Tantôt il dit vrai, tantôt n'importe quoi. C'était après la dernière grande victoire des nationalistes anti-belges, la réforme de l'Etat de 2001.
Hervé Hasquin
«La nation belge n'existe pas»
Par LEXPRESS.fr, publié le 19/07/2001
Hervé Hasquin, ministre-président de la Communauté Wallonie-Bruxelles, réagit au renforcement de l'autonomie des régions
Hervé Hasquin, 58 ans, est ministre-président de la Communauté Wallonie-Bruxelles, qui gère les affaires culturelles et sociales des 4 millions de francophones de Belgique. Il réagit au renforcement de l'autonomie des régions
Les accords de la Saint-Polycarpe, votés par le Parlement belge le 28 juin, ont accru, à la demande de la Flandre, l'autonomie des régions. Les francophones, en échange d'un soutien financier supplémentaire, ont accepté le marché. C'est la cinquième réforme de l'Etat en trente ans. Est-ce la dernière?
Non, il y en aura d'autres! Tout simplement parce qu'il n'y a jamais eu de nation belge à proprement parler. La Belgique est un Etat artificiel, créé en 1830. Jusqu'à la Révolution française, «l'espace Belgique» restait composé des Pays-Bas autrichiens et de différentes principautés indépendantes, comme Liège ou Stavelot. C'est la victoire des armées de la Révolution, en 1794, qui réalise l'unification de ces territoires épars, rattachés à la France sous le nom de «départements réunis». On ne comprend pas la Belgique contemporaine si l'on oublie l'influence de la France, deux décennies durant, jusqu'à la défaite de l'Empire.
Mais c'est bien un sentiment national qui s'exprime lors de l'insurrection de 1830 contre le pouvoir néerlandais, laquelle débouche sur l'indépendance belge?
Un nationalisme antinéerlandais, oui. Un sentiment national? A Bruxelles, certes. Mais pas à Liège, toujours francophile.
A quand remontent les premières tensions entre francophones et Flamands?
A l'origine de notre Etat. Au moment même où les Pays-Bas reconnaissent définitivement la Belgique, en 1839, un mouvement flamand se dessine pour revitaliser une langue alors méprisée par les élites francophones. Son action n'a jamais cessé.
Pourquoi la Flandre, aujourd'hui si riche, si sûre d'elle, exige- t-elle toujours plus de pouvoirs pour les régions?
Justement à cause de sa prospérité. Depuis la fixation de la frontière linguistique qui partage le royaume, la Flandre estime avoir la taille suffisante pour devenir un Etat autonome. Elle n'accepte plus de participer aux mécanismes de solidarité en faveur d'une Wallonie francophone dont le revenu est depuis trente-cinq ans inférieur à la moyenne nationale.
La Belgique est-elle encore un Etat fédéral?
La Belgique va devenir un Etat confédéral. Les matières gérées par le gouvernement central vont être de plus en plus réduites et les liens entre les entités de plus en plus lâches. C'est ça le problème.
Pourquoi est-ce un problème?

§

▶ _CONSIGNE DONNÉE 1_: D'après l'entretien, en quelle année la Belgique a-t-elle été créée ?

§

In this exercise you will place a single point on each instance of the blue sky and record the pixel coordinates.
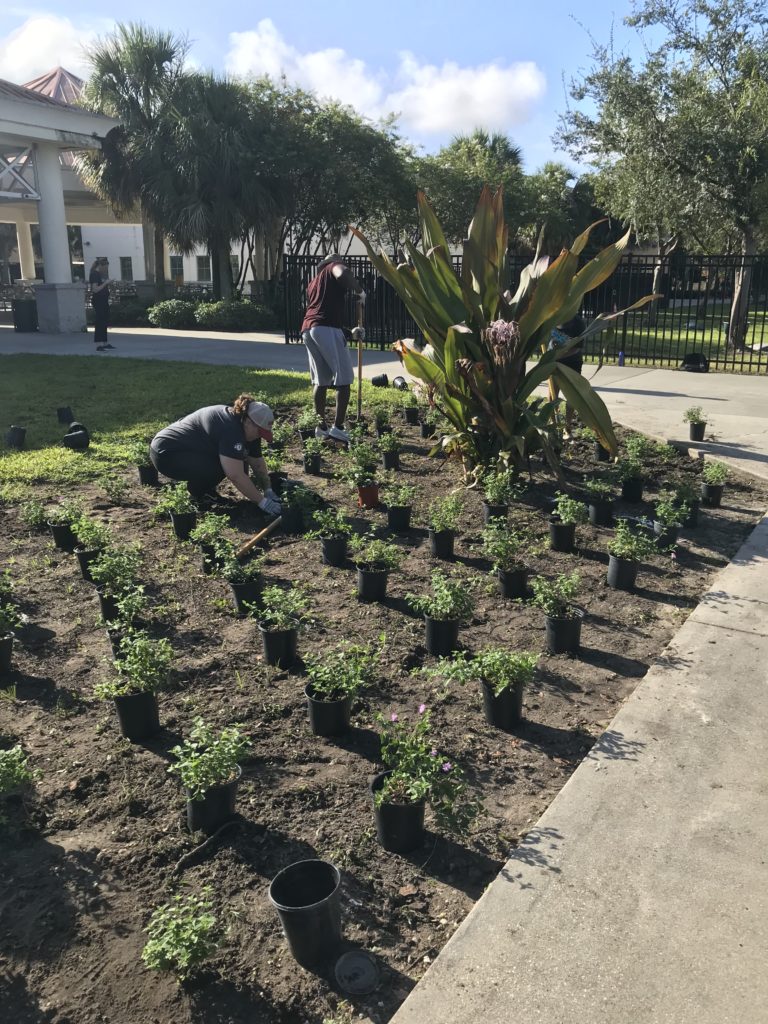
(444, 68)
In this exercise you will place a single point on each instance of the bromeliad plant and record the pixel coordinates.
(477, 337)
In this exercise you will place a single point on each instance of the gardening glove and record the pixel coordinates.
(270, 505)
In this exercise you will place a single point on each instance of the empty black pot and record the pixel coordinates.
(280, 646)
(632, 489)
(328, 718)
(372, 584)
(334, 550)
(137, 715)
(561, 535)
(441, 543)
(563, 635)
(216, 807)
(64, 539)
(398, 518)
(505, 711)
(513, 583)
(441, 636)
(399, 827)
(306, 896)
(183, 523)
(622, 572)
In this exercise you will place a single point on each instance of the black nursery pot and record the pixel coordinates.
(334, 550)
(216, 807)
(328, 718)
(441, 543)
(561, 535)
(306, 896)
(505, 711)
(441, 636)
(137, 715)
(6, 650)
(246, 593)
(372, 584)
(147, 475)
(399, 827)
(183, 523)
(398, 518)
(712, 495)
(280, 646)
(632, 489)
(64, 539)
(601, 513)
(563, 635)
(513, 583)
(622, 572)
(311, 465)
(84, 561)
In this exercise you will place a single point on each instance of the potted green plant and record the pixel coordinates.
(375, 559)
(416, 773)
(138, 453)
(503, 676)
(92, 538)
(280, 616)
(399, 499)
(334, 680)
(9, 621)
(506, 550)
(60, 519)
(333, 529)
(141, 669)
(246, 579)
(696, 423)
(209, 536)
(390, 445)
(313, 448)
(209, 766)
(442, 516)
(600, 502)
(714, 476)
(562, 617)
(627, 549)
(567, 514)
(175, 501)
(443, 610)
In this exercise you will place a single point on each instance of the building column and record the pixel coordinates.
(60, 303)
(26, 251)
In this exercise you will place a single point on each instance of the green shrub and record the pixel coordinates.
(173, 314)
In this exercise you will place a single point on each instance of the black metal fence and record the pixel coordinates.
(691, 315)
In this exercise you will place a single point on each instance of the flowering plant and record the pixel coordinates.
(419, 771)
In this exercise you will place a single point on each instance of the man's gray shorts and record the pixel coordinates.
(330, 363)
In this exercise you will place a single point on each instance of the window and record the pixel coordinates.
(204, 267)
(177, 269)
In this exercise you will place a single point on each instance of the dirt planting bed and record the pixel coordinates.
(92, 850)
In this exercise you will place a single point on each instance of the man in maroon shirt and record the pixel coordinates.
(330, 363)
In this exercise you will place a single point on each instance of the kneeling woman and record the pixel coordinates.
(215, 442)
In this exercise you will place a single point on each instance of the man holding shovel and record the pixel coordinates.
(330, 363)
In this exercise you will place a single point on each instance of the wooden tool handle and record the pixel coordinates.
(250, 545)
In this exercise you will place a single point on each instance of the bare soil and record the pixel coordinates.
(90, 852)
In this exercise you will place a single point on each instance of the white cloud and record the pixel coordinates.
(430, 99)
(43, 42)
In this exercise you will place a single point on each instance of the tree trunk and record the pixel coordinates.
(739, 304)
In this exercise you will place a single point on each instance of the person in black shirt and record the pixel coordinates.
(99, 283)
(219, 441)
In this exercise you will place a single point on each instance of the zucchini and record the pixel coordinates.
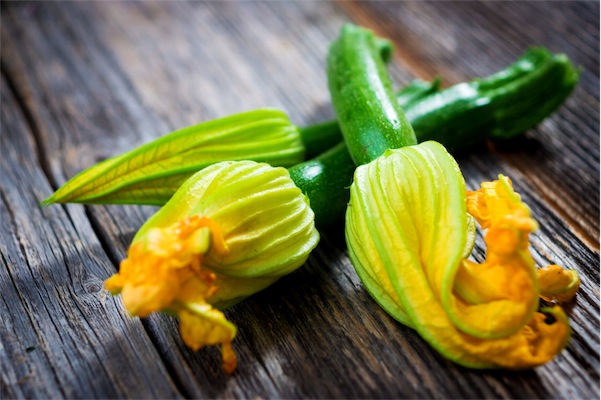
(326, 178)
(370, 117)
(497, 107)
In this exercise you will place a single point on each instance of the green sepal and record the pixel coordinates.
(151, 173)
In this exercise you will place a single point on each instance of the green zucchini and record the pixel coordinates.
(498, 107)
(370, 117)
(326, 178)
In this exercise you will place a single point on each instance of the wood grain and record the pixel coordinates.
(62, 337)
(83, 81)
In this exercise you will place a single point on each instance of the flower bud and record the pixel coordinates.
(230, 230)
(151, 173)
(407, 233)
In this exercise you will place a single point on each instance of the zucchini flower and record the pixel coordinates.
(231, 230)
(407, 233)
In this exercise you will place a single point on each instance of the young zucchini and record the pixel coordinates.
(499, 107)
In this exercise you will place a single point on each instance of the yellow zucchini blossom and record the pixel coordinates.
(231, 230)
(407, 233)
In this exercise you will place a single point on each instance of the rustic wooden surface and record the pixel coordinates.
(82, 81)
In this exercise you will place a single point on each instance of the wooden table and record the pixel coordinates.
(83, 81)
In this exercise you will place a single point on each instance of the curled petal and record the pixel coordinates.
(407, 233)
(202, 325)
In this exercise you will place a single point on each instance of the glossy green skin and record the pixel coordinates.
(500, 107)
(369, 115)
(325, 179)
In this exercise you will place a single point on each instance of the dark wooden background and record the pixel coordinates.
(82, 81)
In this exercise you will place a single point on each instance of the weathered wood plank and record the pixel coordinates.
(98, 79)
(61, 336)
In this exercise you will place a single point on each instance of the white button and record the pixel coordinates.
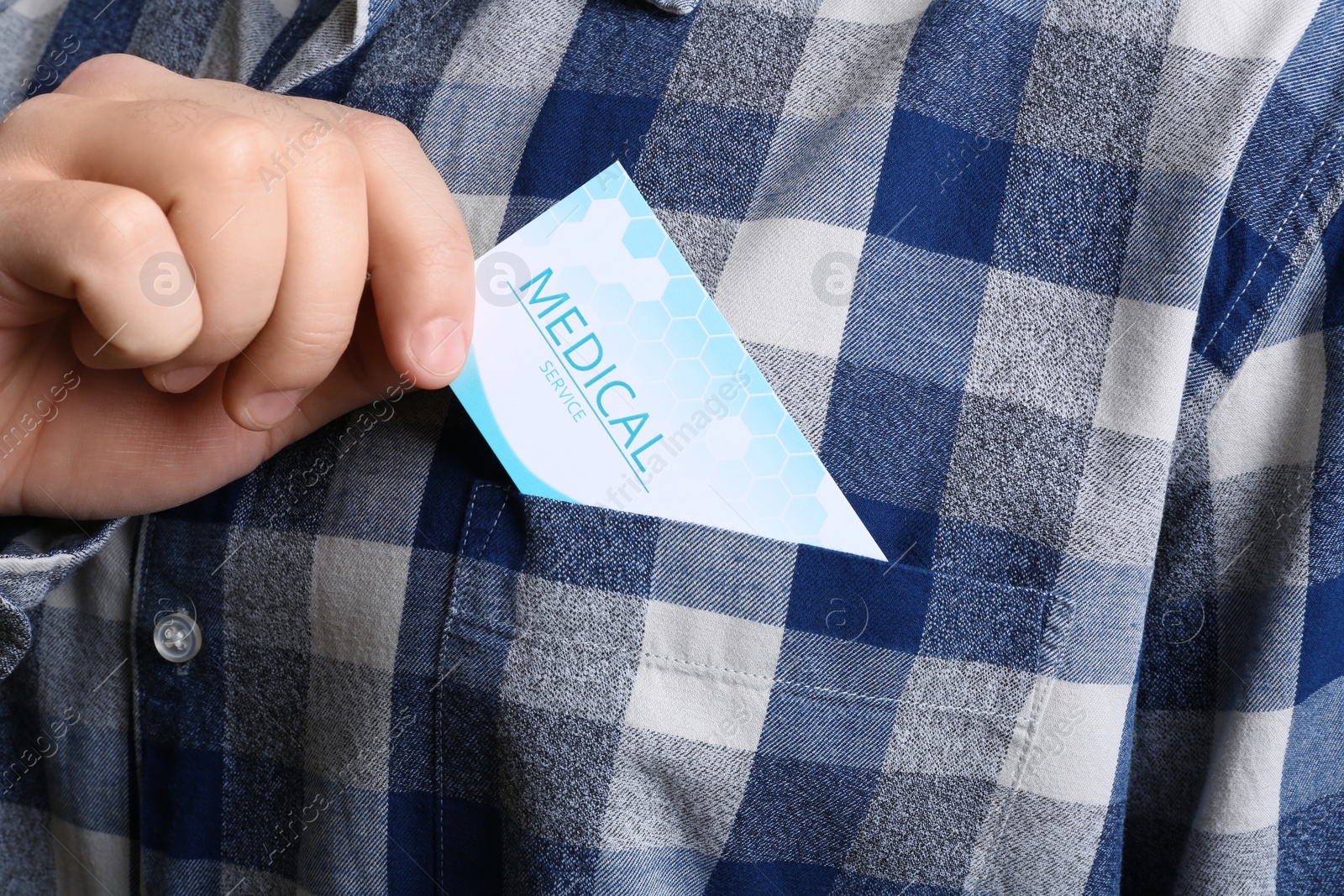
(178, 637)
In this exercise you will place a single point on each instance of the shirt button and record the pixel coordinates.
(178, 637)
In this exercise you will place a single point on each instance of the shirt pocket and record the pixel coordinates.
(624, 684)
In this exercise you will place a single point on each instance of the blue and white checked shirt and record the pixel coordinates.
(1086, 385)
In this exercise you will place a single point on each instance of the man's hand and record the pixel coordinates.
(181, 271)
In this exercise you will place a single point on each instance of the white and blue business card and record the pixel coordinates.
(602, 374)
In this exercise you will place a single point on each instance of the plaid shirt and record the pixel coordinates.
(1054, 289)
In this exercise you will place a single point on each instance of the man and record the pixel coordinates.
(1050, 286)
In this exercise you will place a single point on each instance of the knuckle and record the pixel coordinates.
(112, 66)
(445, 251)
(233, 148)
(383, 130)
(134, 217)
(333, 163)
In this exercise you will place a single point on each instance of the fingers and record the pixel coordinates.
(89, 241)
(203, 168)
(420, 258)
(309, 194)
(323, 277)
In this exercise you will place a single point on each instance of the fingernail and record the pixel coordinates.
(186, 378)
(269, 409)
(440, 347)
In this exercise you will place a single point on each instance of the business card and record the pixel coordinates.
(601, 372)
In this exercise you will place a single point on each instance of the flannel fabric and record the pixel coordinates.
(1054, 286)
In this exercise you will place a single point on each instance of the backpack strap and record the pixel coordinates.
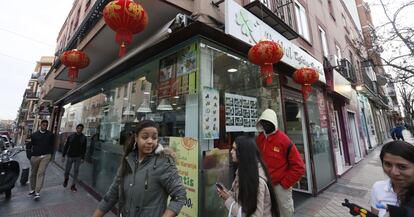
(288, 151)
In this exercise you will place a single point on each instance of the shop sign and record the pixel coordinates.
(186, 150)
(241, 113)
(245, 26)
(342, 85)
(211, 113)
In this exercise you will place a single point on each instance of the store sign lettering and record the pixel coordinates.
(245, 26)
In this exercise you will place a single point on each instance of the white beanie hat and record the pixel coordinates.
(268, 115)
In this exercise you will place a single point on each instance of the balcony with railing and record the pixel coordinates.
(31, 96)
(347, 70)
(371, 85)
(276, 13)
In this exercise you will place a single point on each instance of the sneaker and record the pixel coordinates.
(65, 183)
(30, 194)
(37, 196)
(73, 188)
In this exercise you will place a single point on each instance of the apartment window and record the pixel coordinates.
(338, 55)
(323, 41)
(302, 21)
(344, 22)
(134, 86)
(125, 90)
(88, 3)
(265, 2)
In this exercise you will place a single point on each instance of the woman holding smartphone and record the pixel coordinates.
(251, 178)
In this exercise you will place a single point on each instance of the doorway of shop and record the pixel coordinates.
(339, 146)
(354, 135)
(296, 130)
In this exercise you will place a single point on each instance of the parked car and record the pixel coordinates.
(6, 141)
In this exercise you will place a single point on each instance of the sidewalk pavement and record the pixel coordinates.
(355, 185)
(55, 201)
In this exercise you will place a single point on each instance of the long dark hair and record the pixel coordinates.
(248, 159)
(406, 151)
(124, 168)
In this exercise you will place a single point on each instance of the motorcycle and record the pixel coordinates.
(9, 171)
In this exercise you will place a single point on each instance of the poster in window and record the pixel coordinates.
(241, 113)
(187, 60)
(210, 113)
(186, 150)
(187, 67)
(167, 81)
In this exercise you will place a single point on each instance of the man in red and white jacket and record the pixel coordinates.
(282, 159)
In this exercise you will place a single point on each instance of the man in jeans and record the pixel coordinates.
(282, 159)
(75, 148)
(40, 149)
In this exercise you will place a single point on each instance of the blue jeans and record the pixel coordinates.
(77, 162)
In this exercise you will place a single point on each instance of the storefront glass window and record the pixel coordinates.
(161, 90)
(318, 126)
(241, 99)
(242, 95)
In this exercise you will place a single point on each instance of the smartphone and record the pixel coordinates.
(220, 186)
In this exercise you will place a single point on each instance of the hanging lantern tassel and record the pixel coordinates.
(126, 18)
(74, 60)
(265, 54)
(306, 77)
(266, 72)
(122, 50)
(306, 89)
(73, 74)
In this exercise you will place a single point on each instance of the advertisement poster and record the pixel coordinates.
(241, 113)
(211, 113)
(186, 150)
(322, 109)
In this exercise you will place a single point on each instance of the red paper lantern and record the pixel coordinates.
(306, 77)
(126, 18)
(265, 54)
(74, 60)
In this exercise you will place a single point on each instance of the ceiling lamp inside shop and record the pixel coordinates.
(164, 105)
(128, 111)
(306, 77)
(126, 18)
(74, 60)
(265, 54)
(144, 107)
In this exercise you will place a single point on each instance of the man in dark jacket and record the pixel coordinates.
(282, 159)
(75, 148)
(41, 148)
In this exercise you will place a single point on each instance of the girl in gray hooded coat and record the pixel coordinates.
(146, 178)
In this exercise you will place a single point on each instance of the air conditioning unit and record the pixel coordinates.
(347, 69)
(333, 60)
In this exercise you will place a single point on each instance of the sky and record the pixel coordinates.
(28, 30)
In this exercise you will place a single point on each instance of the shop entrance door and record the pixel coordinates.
(296, 130)
(339, 146)
(354, 136)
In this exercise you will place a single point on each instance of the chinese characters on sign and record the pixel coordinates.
(211, 113)
(187, 164)
(241, 113)
(177, 74)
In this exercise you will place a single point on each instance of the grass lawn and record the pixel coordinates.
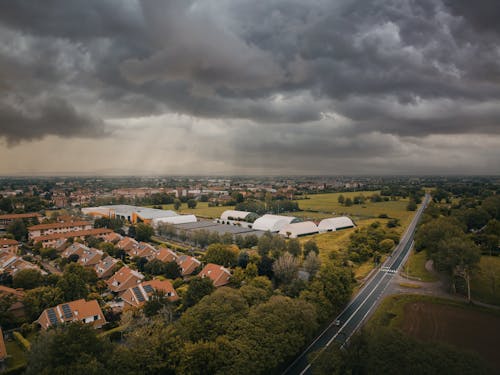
(201, 210)
(485, 284)
(415, 267)
(326, 205)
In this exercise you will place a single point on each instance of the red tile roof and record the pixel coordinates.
(19, 216)
(77, 233)
(58, 225)
(218, 274)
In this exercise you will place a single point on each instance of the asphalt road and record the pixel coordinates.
(362, 305)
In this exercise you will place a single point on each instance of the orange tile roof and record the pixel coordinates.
(3, 349)
(166, 255)
(19, 293)
(218, 274)
(188, 264)
(77, 233)
(123, 279)
(79, 310)
(20, 216)
(58, 225)
(8, 242)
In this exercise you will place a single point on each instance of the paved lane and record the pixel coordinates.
(362, 305)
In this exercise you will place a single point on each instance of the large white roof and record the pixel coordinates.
(236, 215)
(335, 223)
(179, 219)
(272, 223)
(295, 230)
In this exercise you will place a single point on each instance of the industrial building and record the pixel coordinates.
(135, 214)
(273, 223)
(294, 230)
(335, 223)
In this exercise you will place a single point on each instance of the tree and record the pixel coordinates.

§

▶ _CONSIGNE DONNÉE 2_: Mets à jour ce passage des enregistrements en remplaçant «exercise» par «activity» et ne touche à rien d'autre. Commence à la ligne qui contient «flower and record the pixel coordinates.», arrête-toi après celle qui contient «(1050, 286)», ne redonne que ces lignes et laisse les images de côté.

▶ _RÉSULTAT 1_: En 1830.

▶ _RÉSULTAT 2_:
In this activity you will place a single point on each instance of the zucchini flower and record the pixel coordinates.
(231, 230)
(407, 233)
In this activity you will place a single point on each instance of the young zucchini and record the pixel coordinates.
(499, 107)
In this activity you will place a single point on each instance of the yellow zucchini blossom and record the pixel coordinates.
(231, 230)
(407, 233)
In this activity you will place a single point on each instance of the rustic wooden surface and record the pixel coordinates.
(82, 81)
In this activity you will place a single point on each instance of the wooden table and record the pixel coordinates.
(83, 81)
In this activity you will place a single point on each instance of the curled petal and record the pixel coordinates.
(407, 233)
(202, 325)
In this activity you will place a single point on each instance of the glossy green skin and record the pixel coordinates.
(500, 107)
(369, 115)
(325, 179)
In this activity you will place a single point on each instance of the dark wooden background and record the pixel coordinates.
(82, 81)
In this activity you will place a single point on each instance of the weathered wood plank and record the pixel coordinates.
(98, 79)
(61, 336)
In this activity you will place a single point on each instance of the white button and record the pixel coordinates.
(178, 637)
In this activity you will place a single point on each instance of the shirt button and record the pixel coordinates.
(178, 637)
In this activity you will place a single point on each instance of the shirt pocket and record the pixel coordinates.
(624, 684)
In this activity you will place a single point on each instance of the blue and white checked shirt and record the pixel coordinates.
(1086, 385)
In this activity you will place a single point on each instance of the man's hand and record the pixel coordinates.
(181, 271)
In this activity you will place a single point on each instance of the white and blue business card and record the pixel coordinates.
(602, 374)
In this activity you will place a single point on each instance of the plaid shirt and record the pixel coordinates.
(1054, 289)
In this activity you will place a single point on each instance of the man and record the pixel coordinates.
(1050, 286)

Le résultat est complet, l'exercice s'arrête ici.